EXERCISE BRIEF => Return the entries below verbatim. Pictures stay out.

---------- PROVIDED DATA

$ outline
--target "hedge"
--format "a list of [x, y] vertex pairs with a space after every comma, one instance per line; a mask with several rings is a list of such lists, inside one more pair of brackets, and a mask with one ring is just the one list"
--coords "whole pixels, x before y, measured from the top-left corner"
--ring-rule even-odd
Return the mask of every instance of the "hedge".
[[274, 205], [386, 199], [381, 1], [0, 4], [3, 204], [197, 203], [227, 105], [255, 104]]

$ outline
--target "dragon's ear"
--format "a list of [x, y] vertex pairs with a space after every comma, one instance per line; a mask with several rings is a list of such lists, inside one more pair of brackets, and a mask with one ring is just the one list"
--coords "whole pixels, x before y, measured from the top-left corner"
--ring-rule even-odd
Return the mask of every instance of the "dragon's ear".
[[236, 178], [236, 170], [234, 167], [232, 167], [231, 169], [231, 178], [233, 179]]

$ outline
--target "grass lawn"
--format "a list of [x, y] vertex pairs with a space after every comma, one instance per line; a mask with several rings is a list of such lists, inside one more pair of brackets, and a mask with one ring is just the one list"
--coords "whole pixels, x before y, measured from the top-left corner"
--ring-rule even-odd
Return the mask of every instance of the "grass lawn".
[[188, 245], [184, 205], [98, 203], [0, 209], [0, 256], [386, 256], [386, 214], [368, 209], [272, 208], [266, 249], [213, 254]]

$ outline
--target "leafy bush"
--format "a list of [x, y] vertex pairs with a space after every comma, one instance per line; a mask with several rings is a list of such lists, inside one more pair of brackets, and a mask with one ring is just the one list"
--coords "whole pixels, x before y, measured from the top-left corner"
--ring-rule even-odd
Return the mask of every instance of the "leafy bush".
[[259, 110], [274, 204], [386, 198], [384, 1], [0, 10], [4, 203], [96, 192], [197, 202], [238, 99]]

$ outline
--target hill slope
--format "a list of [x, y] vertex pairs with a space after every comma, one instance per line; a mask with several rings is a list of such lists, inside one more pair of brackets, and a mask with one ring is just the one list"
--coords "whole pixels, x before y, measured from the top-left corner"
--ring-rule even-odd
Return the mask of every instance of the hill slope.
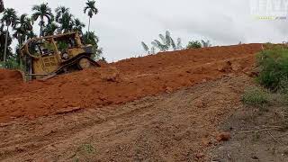
[[0, 78], [0, 122], [120, 104], [247, 71], [261, 44], [212, 47], [130, 58], [22, 84]]

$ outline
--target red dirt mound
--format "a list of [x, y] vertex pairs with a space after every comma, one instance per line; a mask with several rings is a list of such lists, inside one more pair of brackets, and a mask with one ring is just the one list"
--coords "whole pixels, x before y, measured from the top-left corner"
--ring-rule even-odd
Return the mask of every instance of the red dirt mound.
[[17, 82], [9, 93], [0, 94], [0, 122], [120, 104], [241, 73], [253, 67], [259, 50], [261, 44], [185, 50], [125, 59], [45, 82]]
[[0, 96], [6, 94], [9, 91], [14, 91], [15, 86], [22, 84], [22, 74], [16, 70], [0, 69]]

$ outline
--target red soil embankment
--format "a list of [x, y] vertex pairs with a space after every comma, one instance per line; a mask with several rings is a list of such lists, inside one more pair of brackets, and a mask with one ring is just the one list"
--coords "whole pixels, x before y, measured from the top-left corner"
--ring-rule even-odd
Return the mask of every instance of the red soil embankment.
[[10, 81], [1, 81], [1, 85], [6, 83], [11, 88], [0, 94], [0, 122], [70, 109], [120, 104], [220, 78], [228, 73], [241, 73], [253, 67], [255, 53], [260, 50], [261, 44], [185, 50], [125, 59], [45, 82], [21, 84], [17, 80], [12, 86]]

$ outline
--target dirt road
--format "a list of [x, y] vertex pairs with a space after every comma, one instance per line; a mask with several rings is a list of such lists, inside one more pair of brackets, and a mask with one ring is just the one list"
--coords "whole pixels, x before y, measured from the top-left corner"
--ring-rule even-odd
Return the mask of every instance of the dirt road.
[[220, 144], [219, 123], [251, 83], [229, 76], [122, 105], [2, 123], [0, 161], [205, 161], [207, 147]]
[[175, 92], [230, 73], [240, 74], [253, 67], [255, 53], [259, 50], [261, 44], [166, 52], [122, 60], [46, 82], [22, 84], [15, 82], [11, 75], [4, 75], [0, 77], [0, 122], [122, 104]]

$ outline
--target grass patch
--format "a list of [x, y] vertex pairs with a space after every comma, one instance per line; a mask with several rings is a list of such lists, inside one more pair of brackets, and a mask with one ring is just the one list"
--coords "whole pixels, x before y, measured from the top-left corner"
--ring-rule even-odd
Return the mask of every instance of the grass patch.
[[261, 106], [268, 103], [268, 93], [260, 87], [247, 89], [242, 95], [242, 102], [247, 105]]
[[256, 58], [258, 83], [273, 92], [288, 93], [288, 49], [284, 46], [270, 47], [258, 53]]

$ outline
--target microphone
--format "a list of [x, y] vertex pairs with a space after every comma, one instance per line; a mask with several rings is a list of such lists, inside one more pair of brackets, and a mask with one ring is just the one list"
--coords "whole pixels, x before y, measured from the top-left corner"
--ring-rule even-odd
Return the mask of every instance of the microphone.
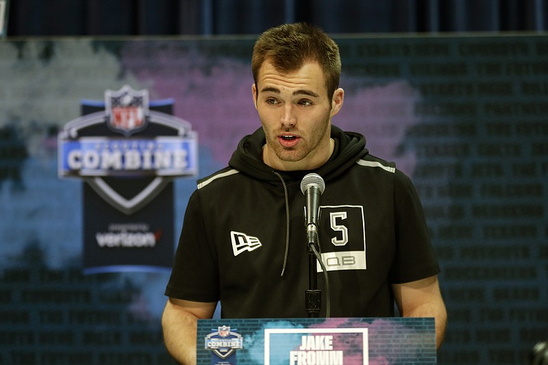
[[325, 183], [318, 174], [311, 173], [303, 177], [301, 191], [306, 200], [305, 227], [308, 243], [317, 243], [318, 227], [320, 220], [320, 196], [325, 190]]

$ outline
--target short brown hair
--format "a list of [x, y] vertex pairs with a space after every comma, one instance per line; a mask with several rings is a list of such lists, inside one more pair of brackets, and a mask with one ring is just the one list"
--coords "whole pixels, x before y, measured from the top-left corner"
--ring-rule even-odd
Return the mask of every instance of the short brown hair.
[[259, 70], [266, 60], [284, 72], [296, 71], [306, 62], [316, 61], [323, 71], [327, 97], [331, 99], [338, 88], [341, 68], [338, 46], [318, 27], [304, 23], [283, 24], [261, 34], [251, 58], [256, 85]]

--------------------

CORRECT RESULT =>
$ outline
--target "hedge"
--format "a list of [x, y] vertex pairs with a space after every comma, one instance per line; a mask with several rings is a list of such lists, inside one more pair of brackets, and a mask with one ring is just the one list"
--coords "whole pixels, x before y, measured from the top-left corner"
--ring-rule even-odd
Return the mask of every instance of the "hedge".
[[274, 205], [386, 199], [381, 1], [0, 4], [3, 204], [197, 203], [227, 105], [255, 104]]

$ outline
--target "dragon's ear"
--format "a list of [x, y] vertex pairs with a space after every comma, one instance per line; a mask with several rings is a list of such lists, inside one more pair of brackets, and a mask with one ring is just the one list"
--coords "whole pixels, x before y, measured from the top-left corner"
--ring-rule even-odd
Return the mask of every instance of the "dragon's ear".
[[236, 178], [236, 170], [234, 167], [232, 167], [231, 169], [231, 178], [233, 179]]

$ outline
--target "grass lawn"
--format "a list of [x, y] vertex pairs with a space after every comma, one instance per line; a mask with several rings is a list of such lists, inside one more pair of brackets, and a mask with one ring is just the one list"
--coords "whole pixels, x before y, measured from the top-left corner"
--ring-rule even-odd
Return the mask of every instance of the "grass lawn".
[[188, 245], [184, 205], [98, 203], [0, 209], [0, 256], [386, 256], [386, 214], [368, 209], [272, 208], [266, 249], [213, 254]]

$ outline
--target "leafy bush"
--format "a list of [x, y] vertex pairs with a space after every comma, one instance per line; a mask with several rings is a list of such lists, inside one more pair of brackets, and a mask with one ring is just the one list"
--coords "whole pixels, x before y, measured from the top-left corner"
--ring-rule even-odd
Return the mask of every instance of the "leafy bush".
[[259, 110], [274, 204], [386, 198], [384, 1], [0, 10], [4, 203], [96, 192], [197, 202], [238, 99]]

$ outline
--target hill slope
--format "a list of [x, y] vertex pairs with a space after every comma, one instance per line; a mask with several rings is a list of such lists, inside one more pair of brackets, and a mask with one ring is just the one list"
--coords "whole pixels, x before y, measured from the top-left corner"
--ring-rule even-odd
Return the mask of every instance of the hill slope.
[[0, 78], [0, 122], [120, 104], [247, 71], [261, 44], [212, 47], [130, 58], [22, 84]]

$ outline
--target red dirt mound
--format "a list of [x, y] vertex pairs with a space after every comma, one instance per line; a mask with several rings is a list of such lists, inside one more pair of brackets, and a mask with one ring is just the one list"
--coords "whole pixels, x before y, measured from the top-left corner"
--ring-rule even-odd
Return the mask of every instance of the red dirt mound.
[[17, 82], [9, 93], [0, 94], [0, 122], [120, 104], [241, 73], [253, 67], [259, 50], [261, 44], [185, 50], [125, 59], [45, 82]]
[[0, 96], [6, 94], [9, 91], [14, 91], [15, 86], [22, 84], [22, 74], [16, 70], [0, 69]]

$ outline
--target red soil embankment
--format "a list of [x, y] vertex pairs with a space after every comma, one instance per line; a mask with several rings is a list of such lists, inside one more pair of brackets, and a mask with one ring is just the one list"
--coords "whole pixels, x before y, measured from the top-left corner"
--ring-rule even-odd
Return the mask of every instance of the red soil embankment.
[[10, 81], [1, 81], [1, 85], [6, 83], [11, 88], [0, 94], [0, 122], [70, 109], [120, 104], [220, 78], [228, 73], [241, 73], [253, 67], [255, 53], [260, 50], [261, 44], [185, 50], [125, 59], [45, 82], [21, 84], [17, 80], [12, 86]]

$ outline
--target dirt road
--format "a list of [x, y] vertex pairs with a space after every comma, one instance per line; a mask with several rings is a list of such lists, inside one more pair of brackets, and a mask with one ring is just the one list"
--coords "whole pixels, x before y, measured from the top-left corner"
--ring-rule even-odd
Return the mask of every instance of the dirt road.
[[220, 144], [219, 123], [251, 83], [229, 76], [122, 105], [2, 123], [0, 161], [205, 161], [207, 147]]
[[175, 92], [230, 73], [240, 74], [253, 67], [255, 53], [259, 50], [261, 44], [166, 52], [122, 60], [46, 82], [22, 84], [15, 82], [11, 75], [4, 75], [0, 77], [0, 122], [122, 104]]

$ outline
--target grass patch
--format "a list of [x, y] vertex pairs with a space after every comma, one instance per line; a mask with several rings is a list of such lists, inside one more pair of brackets, and a mask with one ring is just the one list"
--coords "whole pixels, x before y, measured from the top-left corner"
--ring-rule even-odd
Return the mask of every instance of the grass patch.
[[261, 106], [268, 103], [268, 93], [260, 87], [247, 89], [242, 95], [242, 102], [247, 105]]
[[256, 58], [258, 83], [273, 92], [288, 93], [288, 49], [284, 46], [270, 47], [258, 53]]

$ outline
--target microphone
--format "a list of [x, y] vertex pairs with a space after every comma, one instance per line; a mask with several rings is a list of such lists, inside one more pair of brackets, and a mask with one ring is just the one list"
--coords "whole pixels, x before y, measured from the top-left corner"
--ring-rule even-odd
Return the mask of every instance of the microphone.
[[325, 183], [318, 174], [311, 173], [303, 177], [301, 191], [306, 200], [305, 227], [308, 243], [317, 243], [318, 227], [320, 220], [320, 196], [325, 190]]

$ outline
--target short brown hair
--format "a list of [x, y] vertex pairs with a space after every comma, one instance per line; a mask with several rings is a list of such lists, inside one more pair of brackets, and a mask with one ring is just the one list"
--coords "whole pixels, x before y, measured from the top-left corner"
--ring-rule even-odd
Return the mask of every instance of the short brown hair.
[[259, 70], [266, 60], [284, 72], [296, 71], [306, 62], [316, 61], [323, 71], [327, 97], [331, 99], [338, 88], [341, 68], [338, 46], [318, 27], [304, 23], [283, 24], [261, 34], [251, 58], [256, 85]]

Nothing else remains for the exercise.